#### DATASET ENTRIES

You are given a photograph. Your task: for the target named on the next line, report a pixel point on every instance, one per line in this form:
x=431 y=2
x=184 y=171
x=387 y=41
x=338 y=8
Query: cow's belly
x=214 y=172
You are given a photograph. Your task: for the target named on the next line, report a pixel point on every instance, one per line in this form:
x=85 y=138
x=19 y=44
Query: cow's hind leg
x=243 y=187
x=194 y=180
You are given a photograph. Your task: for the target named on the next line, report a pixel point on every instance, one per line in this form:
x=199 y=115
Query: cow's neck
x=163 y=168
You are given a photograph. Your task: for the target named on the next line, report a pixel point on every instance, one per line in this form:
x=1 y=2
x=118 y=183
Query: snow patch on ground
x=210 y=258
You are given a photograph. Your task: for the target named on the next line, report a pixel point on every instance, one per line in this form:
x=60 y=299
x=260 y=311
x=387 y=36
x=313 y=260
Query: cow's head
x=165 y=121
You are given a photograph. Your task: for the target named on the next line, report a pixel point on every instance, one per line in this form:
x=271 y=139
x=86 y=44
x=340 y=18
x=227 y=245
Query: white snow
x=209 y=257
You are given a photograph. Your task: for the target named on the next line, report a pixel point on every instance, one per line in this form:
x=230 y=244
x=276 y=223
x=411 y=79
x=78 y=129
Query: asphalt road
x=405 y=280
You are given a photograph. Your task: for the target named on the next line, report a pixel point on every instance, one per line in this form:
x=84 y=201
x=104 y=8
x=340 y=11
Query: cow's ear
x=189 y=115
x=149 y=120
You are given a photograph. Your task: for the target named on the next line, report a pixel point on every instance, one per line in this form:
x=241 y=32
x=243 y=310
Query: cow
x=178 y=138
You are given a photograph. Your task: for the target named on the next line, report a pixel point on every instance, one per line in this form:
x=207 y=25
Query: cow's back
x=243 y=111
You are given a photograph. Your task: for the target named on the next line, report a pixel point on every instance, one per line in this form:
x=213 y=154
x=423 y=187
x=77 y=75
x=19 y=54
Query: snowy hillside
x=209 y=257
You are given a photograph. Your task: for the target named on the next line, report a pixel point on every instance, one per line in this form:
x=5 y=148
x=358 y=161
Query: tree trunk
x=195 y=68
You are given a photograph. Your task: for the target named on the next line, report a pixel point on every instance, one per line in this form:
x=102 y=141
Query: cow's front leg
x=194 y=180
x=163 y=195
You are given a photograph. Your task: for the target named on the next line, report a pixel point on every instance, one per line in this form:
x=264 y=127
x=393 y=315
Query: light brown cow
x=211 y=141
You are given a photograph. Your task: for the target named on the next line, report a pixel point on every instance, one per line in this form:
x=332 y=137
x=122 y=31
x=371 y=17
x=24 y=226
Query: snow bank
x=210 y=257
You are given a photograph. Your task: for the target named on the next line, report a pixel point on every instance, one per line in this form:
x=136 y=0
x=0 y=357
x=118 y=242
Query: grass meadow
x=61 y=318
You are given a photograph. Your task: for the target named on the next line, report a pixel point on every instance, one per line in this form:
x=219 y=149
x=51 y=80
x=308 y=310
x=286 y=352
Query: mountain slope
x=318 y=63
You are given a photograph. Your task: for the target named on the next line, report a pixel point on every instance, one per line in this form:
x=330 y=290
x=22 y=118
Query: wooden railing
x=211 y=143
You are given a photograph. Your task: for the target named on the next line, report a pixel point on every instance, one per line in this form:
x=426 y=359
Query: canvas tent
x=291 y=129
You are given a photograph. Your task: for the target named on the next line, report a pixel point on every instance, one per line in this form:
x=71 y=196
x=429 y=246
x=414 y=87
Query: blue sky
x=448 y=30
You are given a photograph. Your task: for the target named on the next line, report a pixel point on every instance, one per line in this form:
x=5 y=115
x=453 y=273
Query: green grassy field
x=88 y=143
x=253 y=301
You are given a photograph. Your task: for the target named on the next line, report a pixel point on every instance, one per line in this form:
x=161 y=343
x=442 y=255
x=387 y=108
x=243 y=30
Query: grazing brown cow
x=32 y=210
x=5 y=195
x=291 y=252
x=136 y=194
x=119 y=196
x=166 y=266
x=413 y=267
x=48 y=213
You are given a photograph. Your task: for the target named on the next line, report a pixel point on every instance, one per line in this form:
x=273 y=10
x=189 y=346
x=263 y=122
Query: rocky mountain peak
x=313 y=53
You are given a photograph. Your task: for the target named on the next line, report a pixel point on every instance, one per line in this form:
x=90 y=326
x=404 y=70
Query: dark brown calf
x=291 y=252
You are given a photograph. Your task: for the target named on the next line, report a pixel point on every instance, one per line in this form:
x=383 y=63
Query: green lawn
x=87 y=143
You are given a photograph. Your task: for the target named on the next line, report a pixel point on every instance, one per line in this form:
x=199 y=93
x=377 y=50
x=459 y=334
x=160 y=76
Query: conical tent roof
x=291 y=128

########

◆ ACTIVITY
Please write out, exactly as they appear above, only the lines in the stretch from the line with "Query: grazing brown cow" through the line with "x=263 y=122".

◆ WRITTEN RESPONSE
Query: grazing brown cow
x=32 y=210
x=5 y=195
x=291 y=252
x=136 y=194
x=119 y=196
x=166 y=266
x=413 y=267
x=48 y=213
You are given a photograph. Your task: for the target named on the next line, report a pixel point on every instance, one per line in this form:
x=273 y=10
x=189 y=346
x=263 y=122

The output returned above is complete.